_Document segment_
>> Start

Tuesday 19 June 2018

Macronomics - Part 2, pension reform


Behind the focus on investment, training and work lies an even more serious purpose in Macron’s vision which turns on the much heralded reform of the French pension system, now expected to kick off in 2019 and scheduled to be phased in over a period of about 10 years.  A high Commissioner for pensions has been appointed and he has launched an extensive public consultation on the Internet, to be followed up by citizens’ meetings before the government drafts its legislation and submits it to parliament in the spring or summer of next year. 



The pension system of any country is highly complex, the product of past history and successive reforms, major or minor. France is no exception and only a few experts, whose job it is to manage the system, understand its full ramifications. The bare facts are that it is a mandatory, pay-as-you-go system for both the basic pension (Pillar 1) and the occupational part (Pillar 2). Contrary to many other advanced industrial economies in which the state provides only a minimum basic pension and the occupational part varies widely from company to company, the largest part of most pensioners’ income in France is the responsibility of the state, supervised and guaranteed by the state, to which employers simply contribute a large amount. It is a system to which the French are profoundly attached, emphasising, as does any PAYG system, the idea of inter-generational solidarity. The huge pension funds of the United Sates, the U.K or the Netherlands are not only unknown but also unwelcome in a country in which many people view the workings of financial markets through a haze of deep suspicion. The state guarantee is taken for granted. The idea that retired fire-fighters - as happened in Detroit for instance - could be deprived of their pension because the city had gone bankrupt, is totally beyond the realm of understanding of most people in France.

>> End

_Directive A_
Answer these questions from the post on French pension reform:
(i) In what year is the pension reform now expected to kick off?
(ii) Who has been appointed to lead the work on pensions?
(iii) What two words describe the French system for both the basic pension and the occupational part?
_Directive B_
Repeat word for word the part of the post on French pension reform starting at "Tuesday 19 June" and ending at "of next year.".
_Directive C_
Sum up the post on French pension reform in two sentences.
Answer from the text by itself.

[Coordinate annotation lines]
>> Start

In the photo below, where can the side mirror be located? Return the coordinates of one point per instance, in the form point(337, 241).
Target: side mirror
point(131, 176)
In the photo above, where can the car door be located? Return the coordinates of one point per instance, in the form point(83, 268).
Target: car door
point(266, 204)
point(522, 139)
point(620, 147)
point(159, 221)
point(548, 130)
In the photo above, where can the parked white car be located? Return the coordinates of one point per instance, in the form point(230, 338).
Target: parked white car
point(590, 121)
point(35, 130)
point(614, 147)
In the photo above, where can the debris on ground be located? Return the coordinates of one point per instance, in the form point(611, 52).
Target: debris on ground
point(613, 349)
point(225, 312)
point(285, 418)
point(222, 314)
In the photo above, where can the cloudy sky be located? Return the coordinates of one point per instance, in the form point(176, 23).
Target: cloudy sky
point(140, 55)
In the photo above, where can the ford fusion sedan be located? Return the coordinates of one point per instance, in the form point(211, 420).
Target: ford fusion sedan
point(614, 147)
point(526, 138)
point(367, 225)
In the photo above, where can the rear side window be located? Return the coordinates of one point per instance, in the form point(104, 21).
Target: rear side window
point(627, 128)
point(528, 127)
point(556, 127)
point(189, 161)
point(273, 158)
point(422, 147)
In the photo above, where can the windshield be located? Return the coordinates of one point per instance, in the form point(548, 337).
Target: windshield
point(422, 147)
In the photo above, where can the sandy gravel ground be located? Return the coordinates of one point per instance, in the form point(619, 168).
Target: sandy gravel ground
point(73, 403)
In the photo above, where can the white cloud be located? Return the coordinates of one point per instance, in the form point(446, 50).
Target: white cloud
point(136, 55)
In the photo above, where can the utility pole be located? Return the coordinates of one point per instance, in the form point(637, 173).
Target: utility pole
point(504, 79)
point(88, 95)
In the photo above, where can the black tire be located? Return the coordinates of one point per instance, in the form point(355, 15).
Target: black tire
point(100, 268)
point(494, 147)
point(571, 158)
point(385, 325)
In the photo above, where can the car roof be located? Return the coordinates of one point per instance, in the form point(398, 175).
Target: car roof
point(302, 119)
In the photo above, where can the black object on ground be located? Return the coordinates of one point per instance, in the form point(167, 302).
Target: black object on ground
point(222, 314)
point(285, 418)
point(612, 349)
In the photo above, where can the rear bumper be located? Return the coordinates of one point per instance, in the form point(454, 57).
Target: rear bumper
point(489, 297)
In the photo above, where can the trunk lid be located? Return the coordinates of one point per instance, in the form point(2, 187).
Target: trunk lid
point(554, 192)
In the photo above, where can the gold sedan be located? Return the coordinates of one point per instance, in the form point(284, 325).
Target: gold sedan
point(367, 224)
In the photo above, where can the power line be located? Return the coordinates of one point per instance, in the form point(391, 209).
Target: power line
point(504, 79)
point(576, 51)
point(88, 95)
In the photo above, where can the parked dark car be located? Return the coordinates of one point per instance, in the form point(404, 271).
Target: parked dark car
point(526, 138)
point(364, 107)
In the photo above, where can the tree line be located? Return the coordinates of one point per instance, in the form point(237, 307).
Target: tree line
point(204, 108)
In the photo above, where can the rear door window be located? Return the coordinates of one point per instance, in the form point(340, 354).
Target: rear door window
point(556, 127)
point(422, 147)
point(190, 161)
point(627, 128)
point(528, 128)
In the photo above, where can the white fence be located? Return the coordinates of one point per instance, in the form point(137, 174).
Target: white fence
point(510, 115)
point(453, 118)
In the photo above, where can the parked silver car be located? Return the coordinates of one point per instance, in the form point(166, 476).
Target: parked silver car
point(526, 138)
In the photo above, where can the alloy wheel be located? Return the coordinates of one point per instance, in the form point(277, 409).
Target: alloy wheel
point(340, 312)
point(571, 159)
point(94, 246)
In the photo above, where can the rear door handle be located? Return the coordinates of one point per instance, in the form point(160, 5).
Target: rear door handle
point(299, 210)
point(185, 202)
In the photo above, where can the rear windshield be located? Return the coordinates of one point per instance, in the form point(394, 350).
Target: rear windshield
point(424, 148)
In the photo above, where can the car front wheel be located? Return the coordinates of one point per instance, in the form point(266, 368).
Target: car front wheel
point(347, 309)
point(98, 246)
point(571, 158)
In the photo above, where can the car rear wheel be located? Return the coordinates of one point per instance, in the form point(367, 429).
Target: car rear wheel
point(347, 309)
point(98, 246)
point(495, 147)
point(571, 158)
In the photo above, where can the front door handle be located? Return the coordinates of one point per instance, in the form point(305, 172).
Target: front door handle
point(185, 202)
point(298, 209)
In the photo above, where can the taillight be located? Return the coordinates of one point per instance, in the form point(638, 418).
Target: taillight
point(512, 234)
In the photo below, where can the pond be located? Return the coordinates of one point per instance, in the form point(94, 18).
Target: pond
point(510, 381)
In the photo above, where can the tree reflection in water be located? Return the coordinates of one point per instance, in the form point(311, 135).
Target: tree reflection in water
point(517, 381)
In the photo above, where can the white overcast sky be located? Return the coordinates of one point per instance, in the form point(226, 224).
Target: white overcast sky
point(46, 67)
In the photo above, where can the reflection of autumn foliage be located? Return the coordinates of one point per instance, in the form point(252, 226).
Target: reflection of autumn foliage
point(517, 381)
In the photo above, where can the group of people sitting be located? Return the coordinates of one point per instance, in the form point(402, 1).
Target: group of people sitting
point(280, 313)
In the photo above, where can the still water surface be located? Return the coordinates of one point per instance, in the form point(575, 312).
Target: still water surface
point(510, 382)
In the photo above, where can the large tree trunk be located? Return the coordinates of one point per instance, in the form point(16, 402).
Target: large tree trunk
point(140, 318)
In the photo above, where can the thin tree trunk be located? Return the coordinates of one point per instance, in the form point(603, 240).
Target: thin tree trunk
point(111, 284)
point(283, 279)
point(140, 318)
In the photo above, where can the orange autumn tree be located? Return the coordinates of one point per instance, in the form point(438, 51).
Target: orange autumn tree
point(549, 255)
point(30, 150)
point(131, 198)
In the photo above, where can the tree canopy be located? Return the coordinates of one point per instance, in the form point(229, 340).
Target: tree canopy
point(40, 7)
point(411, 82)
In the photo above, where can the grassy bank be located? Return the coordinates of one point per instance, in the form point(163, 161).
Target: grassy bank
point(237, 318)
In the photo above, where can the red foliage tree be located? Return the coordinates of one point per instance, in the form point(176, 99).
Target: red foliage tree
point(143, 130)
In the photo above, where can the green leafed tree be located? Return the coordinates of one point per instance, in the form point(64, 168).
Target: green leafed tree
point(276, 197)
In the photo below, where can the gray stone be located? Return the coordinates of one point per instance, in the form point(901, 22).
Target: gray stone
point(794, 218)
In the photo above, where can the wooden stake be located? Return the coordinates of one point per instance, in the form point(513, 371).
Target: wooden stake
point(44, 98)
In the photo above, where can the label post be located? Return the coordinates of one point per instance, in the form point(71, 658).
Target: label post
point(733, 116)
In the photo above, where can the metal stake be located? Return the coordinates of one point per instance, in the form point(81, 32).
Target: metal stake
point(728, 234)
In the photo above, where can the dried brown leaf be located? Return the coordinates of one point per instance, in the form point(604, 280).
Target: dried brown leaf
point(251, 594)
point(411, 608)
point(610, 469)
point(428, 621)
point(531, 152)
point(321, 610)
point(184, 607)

>> End

_Task result A_
(i) 2019
(ii) A high Commissioner for pensions
(iii) Mandatory and pay-as-you-go

_Task result B_
Tuesday 19 June 2018

Macronomics - Part 2, pension reform


Behind the focus on investment, training and work lies an even more serious purpose in Macron’s vision which turns on the much heralded reform of the French pension system, now expected to kick off in 2019 and scheduled to be phased in over a period of about 10 years.  A high Commissioner for pensions has been appointed and he has launched an extensive public consultation on the Internet, to be followed up by citizens’ meetings before the government drafts its legislation and submits it to parliament in the spring or summer of next year.

_Task result C_
Macron plans to reform the French pension system starting in 2019 and phasing it in over about 10 years, with a high Commissioner leading a public consultation before legislation goes to parliament. The French system is a complex, mandatory pay-as-you-go scheme that is run and guaranteed by the state, and the French are deeply attached to it and distrust the large pension funds used in other countries.